SOURCE MATERIAL -
=======
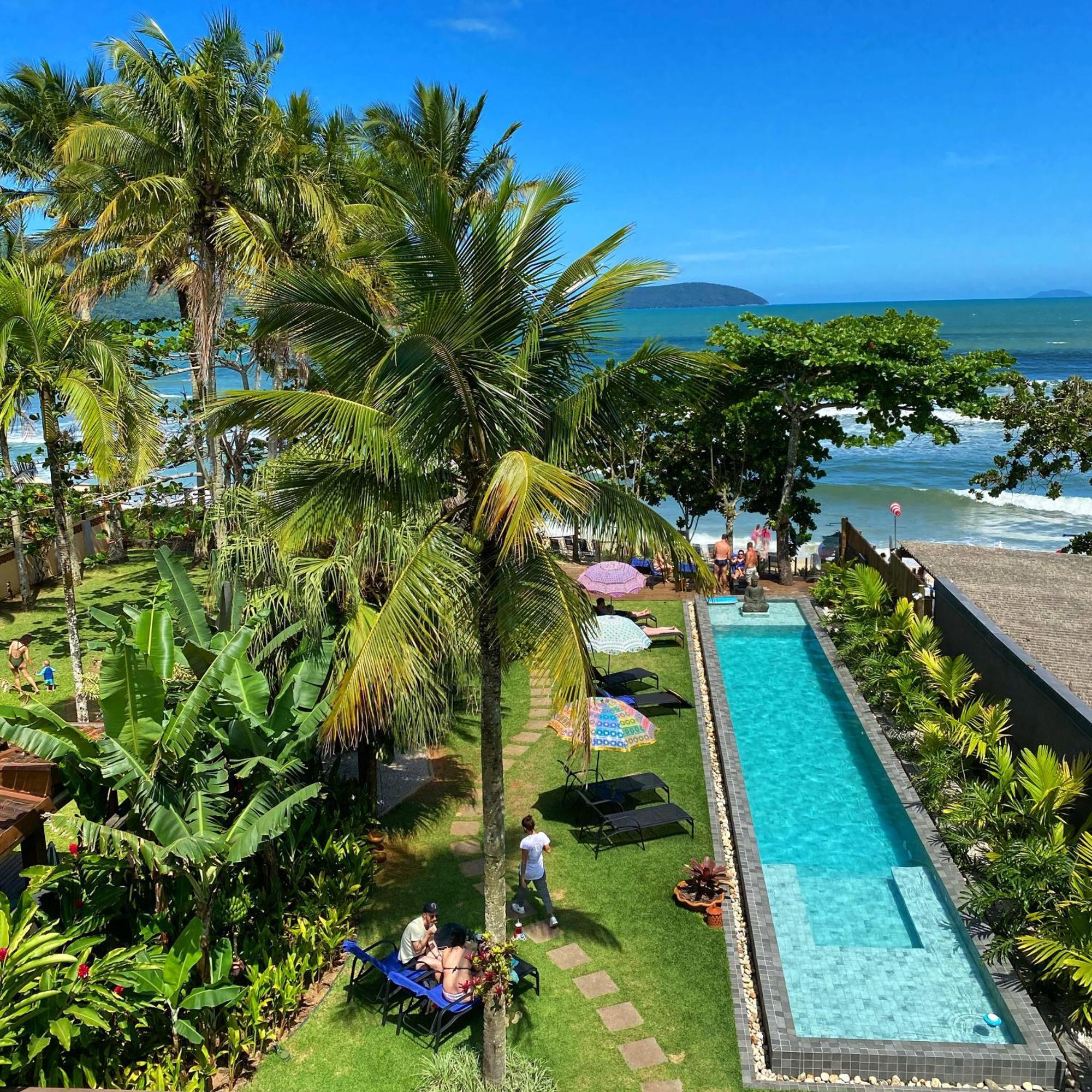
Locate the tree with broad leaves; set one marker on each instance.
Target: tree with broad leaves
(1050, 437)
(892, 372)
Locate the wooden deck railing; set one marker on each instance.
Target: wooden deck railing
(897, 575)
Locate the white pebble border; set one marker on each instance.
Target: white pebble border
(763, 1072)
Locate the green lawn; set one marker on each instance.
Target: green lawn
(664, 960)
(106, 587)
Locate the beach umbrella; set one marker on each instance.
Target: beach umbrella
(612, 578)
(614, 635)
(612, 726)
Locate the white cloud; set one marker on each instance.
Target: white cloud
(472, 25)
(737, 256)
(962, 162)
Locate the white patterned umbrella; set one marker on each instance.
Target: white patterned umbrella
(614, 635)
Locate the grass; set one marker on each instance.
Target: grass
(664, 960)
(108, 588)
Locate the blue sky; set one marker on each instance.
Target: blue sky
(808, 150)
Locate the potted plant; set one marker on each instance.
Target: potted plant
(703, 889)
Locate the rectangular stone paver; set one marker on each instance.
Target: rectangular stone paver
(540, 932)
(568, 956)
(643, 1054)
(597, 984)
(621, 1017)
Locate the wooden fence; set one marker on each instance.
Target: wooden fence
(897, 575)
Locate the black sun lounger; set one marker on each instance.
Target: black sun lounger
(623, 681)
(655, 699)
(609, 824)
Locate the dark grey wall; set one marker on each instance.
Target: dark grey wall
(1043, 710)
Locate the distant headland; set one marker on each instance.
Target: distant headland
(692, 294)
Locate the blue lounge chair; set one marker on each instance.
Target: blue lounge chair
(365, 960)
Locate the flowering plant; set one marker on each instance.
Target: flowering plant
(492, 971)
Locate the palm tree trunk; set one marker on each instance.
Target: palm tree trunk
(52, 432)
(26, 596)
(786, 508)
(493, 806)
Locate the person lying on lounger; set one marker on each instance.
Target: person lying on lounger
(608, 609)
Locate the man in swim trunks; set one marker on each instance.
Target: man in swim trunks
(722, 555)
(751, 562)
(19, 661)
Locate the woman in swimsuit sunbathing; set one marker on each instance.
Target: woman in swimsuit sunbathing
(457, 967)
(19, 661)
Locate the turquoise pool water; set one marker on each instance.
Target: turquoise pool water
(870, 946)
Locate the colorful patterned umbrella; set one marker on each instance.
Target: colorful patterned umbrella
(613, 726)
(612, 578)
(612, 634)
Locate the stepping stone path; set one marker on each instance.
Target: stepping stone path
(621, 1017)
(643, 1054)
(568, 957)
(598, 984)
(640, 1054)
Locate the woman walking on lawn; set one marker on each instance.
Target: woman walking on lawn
=======
WORK TASK - Every line containing the word "walking" must be copied from the material above.

RESPONSE AREA -
Locate the woman walking on lawn; set one marker on each instance.
Target: woman walking on lawn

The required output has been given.